• **Exercise aim**
Every line below must be reproduced exactly; no pictures are to be included.
Top of Records supplied
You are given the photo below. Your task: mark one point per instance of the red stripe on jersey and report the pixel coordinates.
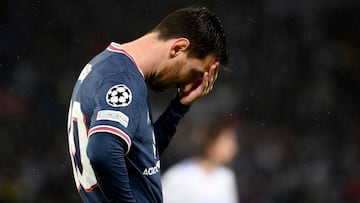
(113, 130)
(92, 188)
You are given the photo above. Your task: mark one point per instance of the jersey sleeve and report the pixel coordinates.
(117, 102)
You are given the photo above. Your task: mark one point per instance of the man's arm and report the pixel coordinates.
(165, 126)
(107, 157)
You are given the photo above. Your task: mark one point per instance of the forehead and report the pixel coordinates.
(206, 62)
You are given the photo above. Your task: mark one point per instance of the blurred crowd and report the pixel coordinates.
(292, 85)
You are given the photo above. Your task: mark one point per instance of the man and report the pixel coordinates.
(208, 178)
(114, 145)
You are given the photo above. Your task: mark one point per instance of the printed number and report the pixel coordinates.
(78, 140)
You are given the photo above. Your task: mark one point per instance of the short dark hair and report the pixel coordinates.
(203, 29)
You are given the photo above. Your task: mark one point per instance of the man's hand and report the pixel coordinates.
(193, 91)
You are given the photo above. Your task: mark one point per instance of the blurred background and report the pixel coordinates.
(293, 86)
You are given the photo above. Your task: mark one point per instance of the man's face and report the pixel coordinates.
(181, 72)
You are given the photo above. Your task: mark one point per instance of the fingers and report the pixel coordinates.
(210, 78)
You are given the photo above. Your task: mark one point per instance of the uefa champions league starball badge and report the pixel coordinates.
(119, 96)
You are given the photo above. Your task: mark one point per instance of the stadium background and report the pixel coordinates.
(293, 87)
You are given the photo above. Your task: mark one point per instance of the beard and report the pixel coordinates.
(158, 86)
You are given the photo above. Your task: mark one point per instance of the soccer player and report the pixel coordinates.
(206, 176)
(114, 144)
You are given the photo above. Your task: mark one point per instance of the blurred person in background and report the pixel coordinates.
(205, 178)
(114, 145)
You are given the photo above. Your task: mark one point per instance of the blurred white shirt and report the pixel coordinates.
(186, 182)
Bottom of Records supplied
• **Answer box**
You are given the photo below. Your task: mark one point per instance of the red stripe on jersey and report the pixel coordinates.
(113, 130)
(92, 188)
You are given the photo above. Your task: mark one point per instance of the jersey sleeve and report the pixel coordinates.
(117, 102)
You are given the photo above. Your task: mark one point per instance of the man's arm and report the pixel coordinates.
(165, 126)
(107, 157)
You are given the photo above. Your task: mark one point per instance of the forehead and report the pixel coordinates.
(206, 62)
You are given the photo above. Your task: mark one point per instance of the blurred crowd and report the pixel coordinates.
(292, 85)
You are given the photo above. Your task: mark one point per instance of the man and report the pixel coordinates.
(208, 178)
(114, 145)
You are given the photo above. Your task: mark one point per instance of the printed number and report the pixel coordinates.
(78, 140)
You are given the photo above. Your task: mark one point per instance of the short dark hair and report the pixel coordinates.
(203, 29)
You are given the photo above. Your task: mark one point per instance of the man's hand and report the pixel coordinates.
(193, 91)
You are given the photo above. Your task: mark one point per instance of the blurred background and report the pixel coordinates.
(293, 86)
You are given the photo above. Your task: mark one point per instance of the man's face and report the pixel coordinates.
(181, 72)
You are given the photo above. Your task: mark one point per instance of the fingers and report the pixel coordinates.
(210, 78)
You are given the photo above. Your task: mark one point per instance of the uefa champions league starball badge and report the pixel coordinates.
(119, 96)
You are given the photo above. Your task: mark one point per instance of the stadium background and report the pixel coordinates.
(293, 87)
You are given the photo above. Your task: mark one point per instance of the beard and report the pixel coordinates.
(158, 86)
You are given the photo above. Your task: mark one point per instance of the soccer player and report the pixel coordinates.
(206, 176)
(114, 144)
You are given the photo above. Your task: mark one point per instance of the blurred person in background and report the pixel coordinates.
(205, 178)
(114, 145)
You are given the photo above. Your task: mark one point per instance of the blurred white shirt and report the pixel coordinates.
(186, 182)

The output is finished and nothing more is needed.